February 12, 2015 by EmilyCRios

Now more than ever consumers are taking to social media to voice their opinions and vent frustrations about brands. People can feel a sense of freedom when posting online and may say things that may not say in person and things can quickly escalate. Moderation can help keep structure and order to a brand’s page and keep things relevant to the topics at hand, but there is a fine line between moderating and censoring just because someone has something negative to say.

Many brands have established guidelines with how to handle moderating their social media profiles. Intel mentions moderation in their social media guidelines and when it comes to how things are moderated they have created a house rule which states, “Whether content is post-moderated or community moderated, we use this rule of thumb: the Good, the Bad, but not the Ugly. If the content is positive or negative and in context to the conversation, then it can be approved, regardless of whether it’s favorable or unfavorable to Intel. But if the content is ugly, offensive, denigrating, and/or completely out of context, then we ask our moderators and communities to reject the content.”

Unfortunately it seems like a lot of online comments lean towards the negative, but when moderating and responding it is important to not react in a negative or harsh manner. Brands should admit any wrongdoing on their parts and show they appreciate the concerns and are willing to help fix them if they are valid.

Below are two hypothetical customer comments left to an organization’s Facebook page and how I would respond as a brand moderator.

To a hotel: “I am disgusted about the state of your restaurant on 1467 Justin Kings Way. Empty tables weren’t cleared and full of remains of meals. It makes me wonder what the state of your kitchen is?!!! Gross.”

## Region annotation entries
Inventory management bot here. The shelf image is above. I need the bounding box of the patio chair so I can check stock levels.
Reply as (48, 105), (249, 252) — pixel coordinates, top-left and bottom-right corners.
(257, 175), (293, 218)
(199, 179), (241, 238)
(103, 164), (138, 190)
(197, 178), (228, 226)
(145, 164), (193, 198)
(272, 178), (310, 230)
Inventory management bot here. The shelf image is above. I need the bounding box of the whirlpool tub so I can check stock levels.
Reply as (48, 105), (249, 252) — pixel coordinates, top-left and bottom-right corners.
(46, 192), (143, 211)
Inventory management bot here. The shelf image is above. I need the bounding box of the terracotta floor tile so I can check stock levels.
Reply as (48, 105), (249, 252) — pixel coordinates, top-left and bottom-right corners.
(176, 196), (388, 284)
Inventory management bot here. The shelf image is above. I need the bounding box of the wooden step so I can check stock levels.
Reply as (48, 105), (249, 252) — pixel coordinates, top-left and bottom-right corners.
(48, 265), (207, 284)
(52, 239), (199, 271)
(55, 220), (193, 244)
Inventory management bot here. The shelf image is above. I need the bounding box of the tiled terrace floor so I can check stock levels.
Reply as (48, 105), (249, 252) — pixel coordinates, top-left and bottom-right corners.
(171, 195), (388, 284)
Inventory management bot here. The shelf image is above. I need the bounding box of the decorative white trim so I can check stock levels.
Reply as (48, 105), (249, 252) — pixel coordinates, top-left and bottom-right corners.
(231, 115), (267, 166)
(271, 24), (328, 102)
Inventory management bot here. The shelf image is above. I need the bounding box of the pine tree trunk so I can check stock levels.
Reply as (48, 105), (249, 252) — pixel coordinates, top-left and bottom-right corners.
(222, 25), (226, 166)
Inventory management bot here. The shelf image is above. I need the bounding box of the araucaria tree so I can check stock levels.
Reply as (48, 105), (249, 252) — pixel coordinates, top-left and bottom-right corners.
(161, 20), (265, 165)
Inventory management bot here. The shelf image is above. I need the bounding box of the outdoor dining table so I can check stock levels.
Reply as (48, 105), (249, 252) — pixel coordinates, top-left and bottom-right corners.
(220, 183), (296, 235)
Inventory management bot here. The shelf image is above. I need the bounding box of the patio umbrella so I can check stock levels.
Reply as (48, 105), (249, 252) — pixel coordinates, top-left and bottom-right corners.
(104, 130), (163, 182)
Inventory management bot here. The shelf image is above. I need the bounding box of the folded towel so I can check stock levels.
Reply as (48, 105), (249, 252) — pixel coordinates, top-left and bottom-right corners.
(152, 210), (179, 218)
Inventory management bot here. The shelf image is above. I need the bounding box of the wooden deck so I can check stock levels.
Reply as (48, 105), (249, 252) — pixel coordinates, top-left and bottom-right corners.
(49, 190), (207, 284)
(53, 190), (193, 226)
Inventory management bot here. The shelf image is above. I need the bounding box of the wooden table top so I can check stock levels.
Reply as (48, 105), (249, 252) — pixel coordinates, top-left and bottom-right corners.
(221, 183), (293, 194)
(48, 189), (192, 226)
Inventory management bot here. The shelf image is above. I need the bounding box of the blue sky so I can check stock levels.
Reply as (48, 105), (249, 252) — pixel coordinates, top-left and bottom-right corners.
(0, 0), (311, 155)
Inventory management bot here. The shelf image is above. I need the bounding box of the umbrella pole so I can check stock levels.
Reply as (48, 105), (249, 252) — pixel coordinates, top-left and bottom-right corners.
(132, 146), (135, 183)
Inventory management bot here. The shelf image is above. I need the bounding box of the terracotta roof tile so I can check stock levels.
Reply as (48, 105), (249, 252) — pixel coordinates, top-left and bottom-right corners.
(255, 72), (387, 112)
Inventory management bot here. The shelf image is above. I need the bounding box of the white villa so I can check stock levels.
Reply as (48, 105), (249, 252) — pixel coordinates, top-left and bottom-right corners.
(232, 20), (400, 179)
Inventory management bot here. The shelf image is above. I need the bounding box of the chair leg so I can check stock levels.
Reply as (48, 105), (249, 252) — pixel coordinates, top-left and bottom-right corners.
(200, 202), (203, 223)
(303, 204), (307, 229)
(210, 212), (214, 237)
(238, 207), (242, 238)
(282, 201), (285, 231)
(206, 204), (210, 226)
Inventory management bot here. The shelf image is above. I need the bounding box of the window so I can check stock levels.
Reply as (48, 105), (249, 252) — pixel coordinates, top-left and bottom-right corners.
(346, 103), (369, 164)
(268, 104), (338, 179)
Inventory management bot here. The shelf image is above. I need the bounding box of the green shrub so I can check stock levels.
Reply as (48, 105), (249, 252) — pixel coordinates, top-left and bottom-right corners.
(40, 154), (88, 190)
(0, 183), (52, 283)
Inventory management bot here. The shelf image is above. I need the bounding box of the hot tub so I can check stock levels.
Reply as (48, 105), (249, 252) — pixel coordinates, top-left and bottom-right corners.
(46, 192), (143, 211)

## Goals
(1) Answer these questions about the text on social media moderation, one answer per line:
(a) What rule of thumb does Intel's house rule give for content moderation?
(b) What should brands admit when responding to comments?
(c) In the comment to the hotel, what were the uncleared tables full of?
(2) Pick up the text on social media moderation after its final sentence and keep writing.

## The results
(1)
(a) The Good, the Bad, but not the Ugly.
(b) Any wrongdoing on their parts.
(c) Remains of meals.

(2)
Response:

Hi(Insert Name),

I would like to apologize for your negative experience at our Justin Kings Way location and thank you for bringing this to our attention. What you have described does not match the standards we have in place and it has been brought to the attention of the manager and staff. We strive to give our customers a great experience and we would love to make it up to you. If you do decide to come visit us again, please ask for Emily. I look forward to meeting you.

To a mainstream news network: “Your reporting on the Middle East is biased in the extreme. You gave almost all your airtime to spokespeople for the Israelis last night and there was no right to reply for the Palestinians. The conflict upsets me so much and your reporting of it, saddens me even more and makes me f**king furious.” (Let us assume the reporting was balanced, with equal time to both sides.)

Response:

Hi(Insert Name),

Thank you so much for your viewership and feedback. At (News Agency Name) we strive to cover all sides of a story in an objective manner and apologize if it came across that all of our airtime was devoted to the Israeli point of view. Here is a link to the story in its entirety that features all points of view. Once again thank you for your feedback as we strive to deliver all side of every story and do not hesitate to contact us in the future with any other concerns you may have. (Include phone Number and Email Address where viewer can send any future concerns)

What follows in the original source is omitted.